* [PROBLEM TO WORK ON]: The full set of entries is to be printed exactly, with pictures excluded.

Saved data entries
★ ★ ★ ★

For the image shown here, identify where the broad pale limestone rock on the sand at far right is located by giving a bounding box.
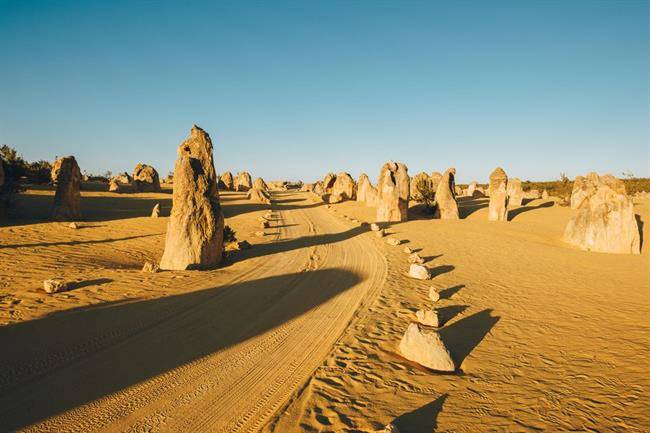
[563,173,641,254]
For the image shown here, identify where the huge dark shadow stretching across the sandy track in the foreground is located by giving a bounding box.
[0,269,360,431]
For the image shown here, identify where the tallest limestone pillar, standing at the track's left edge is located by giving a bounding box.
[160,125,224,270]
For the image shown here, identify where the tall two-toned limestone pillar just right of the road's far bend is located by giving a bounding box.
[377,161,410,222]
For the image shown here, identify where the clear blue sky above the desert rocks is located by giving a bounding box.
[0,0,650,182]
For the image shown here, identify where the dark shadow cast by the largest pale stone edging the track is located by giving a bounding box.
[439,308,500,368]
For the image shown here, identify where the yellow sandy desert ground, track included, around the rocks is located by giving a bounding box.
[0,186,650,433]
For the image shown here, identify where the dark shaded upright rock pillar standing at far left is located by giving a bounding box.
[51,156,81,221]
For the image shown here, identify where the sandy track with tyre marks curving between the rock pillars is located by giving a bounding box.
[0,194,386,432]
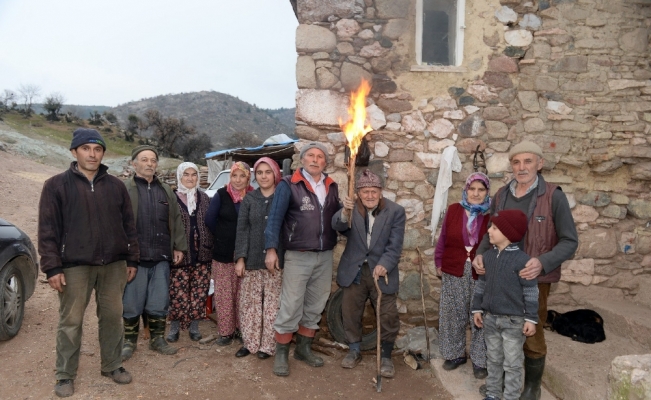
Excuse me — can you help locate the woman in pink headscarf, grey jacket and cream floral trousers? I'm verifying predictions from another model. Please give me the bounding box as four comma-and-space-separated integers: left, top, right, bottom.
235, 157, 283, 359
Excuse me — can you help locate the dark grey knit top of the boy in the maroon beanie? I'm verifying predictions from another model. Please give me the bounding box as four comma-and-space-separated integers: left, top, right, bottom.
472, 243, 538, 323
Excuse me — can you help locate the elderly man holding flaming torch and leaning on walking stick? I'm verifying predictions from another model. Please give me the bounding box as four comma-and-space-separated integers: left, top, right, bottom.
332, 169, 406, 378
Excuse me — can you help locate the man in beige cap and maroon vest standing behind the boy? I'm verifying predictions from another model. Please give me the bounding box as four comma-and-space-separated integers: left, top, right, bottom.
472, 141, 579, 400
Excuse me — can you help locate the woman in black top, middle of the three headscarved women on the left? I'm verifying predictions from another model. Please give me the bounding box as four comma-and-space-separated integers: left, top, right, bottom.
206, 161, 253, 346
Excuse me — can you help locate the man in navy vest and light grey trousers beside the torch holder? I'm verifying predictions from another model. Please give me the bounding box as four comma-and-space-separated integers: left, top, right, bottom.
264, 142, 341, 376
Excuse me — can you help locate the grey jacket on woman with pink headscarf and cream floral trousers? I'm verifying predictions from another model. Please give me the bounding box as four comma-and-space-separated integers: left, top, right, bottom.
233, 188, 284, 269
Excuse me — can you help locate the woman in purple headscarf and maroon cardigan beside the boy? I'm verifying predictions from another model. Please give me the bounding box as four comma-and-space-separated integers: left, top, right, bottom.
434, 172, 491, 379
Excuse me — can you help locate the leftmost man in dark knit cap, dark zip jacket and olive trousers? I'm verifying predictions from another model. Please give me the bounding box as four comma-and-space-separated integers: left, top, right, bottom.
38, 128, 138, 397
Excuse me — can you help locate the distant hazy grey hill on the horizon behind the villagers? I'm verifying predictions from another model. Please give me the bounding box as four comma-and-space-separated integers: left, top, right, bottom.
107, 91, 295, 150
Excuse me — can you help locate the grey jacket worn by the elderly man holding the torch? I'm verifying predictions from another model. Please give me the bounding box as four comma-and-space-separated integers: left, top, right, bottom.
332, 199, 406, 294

★ ★ ★ ★

* [EXPECTED OUTPUT]:
For the image shown here, identify where the broad pale limestone rock on the sand at far right is located by giving a bounding box.
[563,173,641,254]
For the image shown here, identify where the huge dark shadow stretching across the sandy track in the foreground is located by giving a bounding box.
[0,269,360,431]
For the image shown here, identify where the tallest limestone pillar, standing at the track's left edge is located by giving a bounding box.
[160,125,224,270]
For the image shown here, identify where the tall two-toned limestone pillar just right of the road's far bend is located by giving a bounding box.
[377,161,410,222]
For the image shown here, identify where the clear blue sky above the desert rocks is located by giving a bounding box.
[0,0,650,182]
For the image shown here, identify where the dark shadow cast by the largest pale stone edging the track is located by giving a bounding box.
[439,308,500,368]
For the image shown here, identify where the yellow sandy desert ground, track included, around the rocks is located by giving a bounding box.
[0,186,650,433]
For the image shown here, identify where the dark shaded upright rock pillar standing at far left is located by giving a bounding box.
[51,156,81,221]
For the image shown here, identify where the sandy track with tyre marks curving between the rock pillars is located by giving a bounding box.
[0,194,386,432]
Excuse me — can you help locate the woman in pink headscarf, grey jacket and cream floral trousers? I'm verifying predictions from another model. Please give me the bounding box as four comma-and-space-separated integers: left, top, right, bottom.
235, 157, 283, 359
Excuse me — can you help locate the dark grey knit top of the boy in the maroon beanie? I'm verifying predictions from another model. Please give me the bounding box as four comma-and-space-separated integers: left, top, right, bottom.
472, 243, 538, 323
Excuse me — can you help locate the elderly man holding flaming torch and leaning on walking stick? I'm verifying predictions from another model. Please give me the bounding box as four comma-and-space-separated integers: left, top, right, bottom.
332, 169, 406, 378
Excuse me — can you help locate the man in beige cap and maroon vest standing behind the boy? I'm verifying predictions from another model. Please give me the bounding box as four comma-and-space-separated integers: left, top, right, bottom.
472, 141, 579, 400
Excuse me — can you help locate the woman in black top, middle of the three headscarved women on the left? I'm verifying predictions from another model. Please give me the bounding box as four comma-and-space-separated integers: left, top, right, bottom.
206, 161, 253, 346
Excuse me — can you help locate the man in navy vest and light grey trousers beside the torch holder? I'm verifying predictions from another model. Please give me the bounding box as four comma-and-space-separated integers: left, top, right, bottom.
264, 142, 341, 376
Excuse me — can you help locate the grey jacket on woman with pink headscarf and cream floral trousers? I'm verifying predictions from another model. Please give me the bounding box as four comma-and-space-separated integers: left, top, right, bottom.
233, 188, 284, 269
Excuse me — can you help locate the woman in purple headscarf and maroon cardigan beside the boy? I'm verifying predictions from another model. Please give me the bounding box as four comma-and-space-separated integers: left, top, right, bottom.
434, 172, 491, 379
Excuse me — can you help locate the leftmost man in dark knit cap, dark zip jacket and olive trousers? I'm verifying predictions from another model. Please give me the bounding box as four comma-and-space-separated integers: left, top, right, bottom.
38, 128, 138, 397
Excuse me — can you help locate the distant hazy grey hill on the horizon behind the villagers? I'm verifying predictions from another model. Please give me the bounding box as four comma-and-space-separated integers: left, top, right, bottom.
107, 91, 295, 150
Excuse me — can you help locate the grey jacket worn by the elderly man holding the torch? I'm verifying predictions from another model. Please give me the bounding box as four comma-and-space-separated integers: left, top, right, bottom.
332, 199, 406, 294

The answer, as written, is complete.